(Record del dataset di annotazione a punti)
---

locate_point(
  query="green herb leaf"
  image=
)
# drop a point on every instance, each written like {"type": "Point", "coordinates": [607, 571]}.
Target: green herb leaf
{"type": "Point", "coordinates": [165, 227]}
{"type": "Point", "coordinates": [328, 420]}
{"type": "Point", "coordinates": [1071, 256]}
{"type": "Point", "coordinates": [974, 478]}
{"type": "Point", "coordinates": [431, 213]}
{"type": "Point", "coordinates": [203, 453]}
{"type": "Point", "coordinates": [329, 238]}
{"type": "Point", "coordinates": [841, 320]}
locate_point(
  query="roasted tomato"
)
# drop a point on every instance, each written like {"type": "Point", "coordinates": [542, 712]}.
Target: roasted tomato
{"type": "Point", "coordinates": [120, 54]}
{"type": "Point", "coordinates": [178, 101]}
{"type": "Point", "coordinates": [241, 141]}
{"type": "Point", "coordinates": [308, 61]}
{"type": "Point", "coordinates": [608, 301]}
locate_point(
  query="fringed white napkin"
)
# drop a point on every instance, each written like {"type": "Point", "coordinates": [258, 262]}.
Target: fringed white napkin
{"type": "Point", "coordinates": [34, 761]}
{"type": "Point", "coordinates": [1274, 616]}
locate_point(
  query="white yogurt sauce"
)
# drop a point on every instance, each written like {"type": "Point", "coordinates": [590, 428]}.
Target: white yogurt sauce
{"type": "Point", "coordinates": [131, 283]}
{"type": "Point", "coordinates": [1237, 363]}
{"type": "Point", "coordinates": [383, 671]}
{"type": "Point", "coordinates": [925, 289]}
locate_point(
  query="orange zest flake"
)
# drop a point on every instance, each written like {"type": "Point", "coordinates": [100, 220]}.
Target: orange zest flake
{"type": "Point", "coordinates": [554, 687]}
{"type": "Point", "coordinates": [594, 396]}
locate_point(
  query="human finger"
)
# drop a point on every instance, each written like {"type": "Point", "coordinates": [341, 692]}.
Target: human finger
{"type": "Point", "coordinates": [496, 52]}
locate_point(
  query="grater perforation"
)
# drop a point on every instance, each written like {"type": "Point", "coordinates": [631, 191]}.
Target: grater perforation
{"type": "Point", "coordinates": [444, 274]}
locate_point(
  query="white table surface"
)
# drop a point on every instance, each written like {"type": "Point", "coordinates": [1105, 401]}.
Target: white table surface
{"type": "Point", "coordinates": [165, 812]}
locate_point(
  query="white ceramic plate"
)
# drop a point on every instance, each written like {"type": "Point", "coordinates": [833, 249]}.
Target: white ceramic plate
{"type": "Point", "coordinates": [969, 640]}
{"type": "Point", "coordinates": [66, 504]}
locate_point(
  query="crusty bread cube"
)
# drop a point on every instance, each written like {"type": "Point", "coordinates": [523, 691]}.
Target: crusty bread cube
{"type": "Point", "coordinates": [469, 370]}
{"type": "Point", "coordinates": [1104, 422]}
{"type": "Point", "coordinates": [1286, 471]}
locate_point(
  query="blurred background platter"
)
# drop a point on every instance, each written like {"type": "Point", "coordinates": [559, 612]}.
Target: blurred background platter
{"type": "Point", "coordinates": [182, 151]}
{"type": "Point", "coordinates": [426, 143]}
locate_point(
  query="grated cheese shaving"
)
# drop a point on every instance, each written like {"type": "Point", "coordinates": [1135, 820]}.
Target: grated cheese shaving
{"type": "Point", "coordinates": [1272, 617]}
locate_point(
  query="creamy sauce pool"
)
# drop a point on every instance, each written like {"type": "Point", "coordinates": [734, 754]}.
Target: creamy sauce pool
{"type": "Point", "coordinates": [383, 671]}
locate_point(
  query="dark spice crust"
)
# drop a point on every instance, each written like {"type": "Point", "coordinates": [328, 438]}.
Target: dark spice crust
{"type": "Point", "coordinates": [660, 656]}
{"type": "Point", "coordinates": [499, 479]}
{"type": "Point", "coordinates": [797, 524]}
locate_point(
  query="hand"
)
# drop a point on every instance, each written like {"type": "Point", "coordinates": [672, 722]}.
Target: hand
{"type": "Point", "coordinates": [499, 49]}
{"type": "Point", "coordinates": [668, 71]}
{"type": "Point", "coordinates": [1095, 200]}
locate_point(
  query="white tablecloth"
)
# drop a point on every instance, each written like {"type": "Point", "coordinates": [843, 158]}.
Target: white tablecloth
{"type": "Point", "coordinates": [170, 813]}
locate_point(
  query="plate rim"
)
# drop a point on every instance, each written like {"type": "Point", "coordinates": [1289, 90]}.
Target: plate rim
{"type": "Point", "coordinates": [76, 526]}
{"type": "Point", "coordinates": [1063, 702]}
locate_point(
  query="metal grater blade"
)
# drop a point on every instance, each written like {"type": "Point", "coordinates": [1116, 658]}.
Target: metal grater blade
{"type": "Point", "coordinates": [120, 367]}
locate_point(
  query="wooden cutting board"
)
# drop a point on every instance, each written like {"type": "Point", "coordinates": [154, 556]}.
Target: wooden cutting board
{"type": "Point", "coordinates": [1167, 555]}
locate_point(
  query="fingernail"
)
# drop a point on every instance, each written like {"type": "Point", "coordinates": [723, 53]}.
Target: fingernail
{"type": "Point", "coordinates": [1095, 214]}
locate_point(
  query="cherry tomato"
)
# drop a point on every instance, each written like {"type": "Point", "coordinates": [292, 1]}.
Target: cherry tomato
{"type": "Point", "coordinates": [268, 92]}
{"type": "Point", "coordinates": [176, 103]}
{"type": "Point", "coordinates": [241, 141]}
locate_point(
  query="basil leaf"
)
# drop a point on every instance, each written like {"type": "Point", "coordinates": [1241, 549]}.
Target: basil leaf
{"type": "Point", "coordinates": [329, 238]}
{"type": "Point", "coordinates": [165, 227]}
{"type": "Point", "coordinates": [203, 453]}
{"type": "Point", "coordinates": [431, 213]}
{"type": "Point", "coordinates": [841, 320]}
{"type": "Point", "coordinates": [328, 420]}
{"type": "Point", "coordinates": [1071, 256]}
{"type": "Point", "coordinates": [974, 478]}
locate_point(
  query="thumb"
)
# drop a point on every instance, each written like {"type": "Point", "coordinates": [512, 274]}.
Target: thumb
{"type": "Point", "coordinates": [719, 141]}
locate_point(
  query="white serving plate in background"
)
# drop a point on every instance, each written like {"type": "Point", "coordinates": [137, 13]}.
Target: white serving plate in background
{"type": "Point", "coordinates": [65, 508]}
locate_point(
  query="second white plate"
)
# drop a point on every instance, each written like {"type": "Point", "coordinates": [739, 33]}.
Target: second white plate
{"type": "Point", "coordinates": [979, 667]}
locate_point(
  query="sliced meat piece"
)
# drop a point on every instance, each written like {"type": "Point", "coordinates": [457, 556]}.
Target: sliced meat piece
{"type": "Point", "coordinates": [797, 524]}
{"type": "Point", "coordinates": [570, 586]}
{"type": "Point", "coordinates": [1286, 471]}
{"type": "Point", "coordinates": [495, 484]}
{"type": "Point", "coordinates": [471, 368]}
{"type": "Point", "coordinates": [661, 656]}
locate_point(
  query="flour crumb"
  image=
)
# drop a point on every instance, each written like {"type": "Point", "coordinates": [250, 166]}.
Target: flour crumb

---

Individui nei record riportati sopra ogni riga che contiene la stringa "piece" e la copi per intero, distinguendo tra maiuscole e minuscole.

Risultato:
  query="sliced meat piece"
Target: sliced meat piece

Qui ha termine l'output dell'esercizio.